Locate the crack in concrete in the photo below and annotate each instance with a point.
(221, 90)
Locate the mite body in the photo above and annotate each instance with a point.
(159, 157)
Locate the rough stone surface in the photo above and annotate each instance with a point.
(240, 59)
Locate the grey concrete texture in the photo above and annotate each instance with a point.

^^^^

■ WHAT NEEDS TO BE DONE
Every record, from top to bottom, must be transcribed exactly.

■ FINISHED EXERCISE
Locate the crack in concrete in the photo below and annotate each instance with a point.
(221, 90)
Locate the mite body in the photo above and annotate each instance with a point.
(159, 157)
Locate the rough stone surface in the photo above and annotate each instance with a point.
(240, 59)
Locate the grey concrete texture in the photo above and annotate each instance with a point.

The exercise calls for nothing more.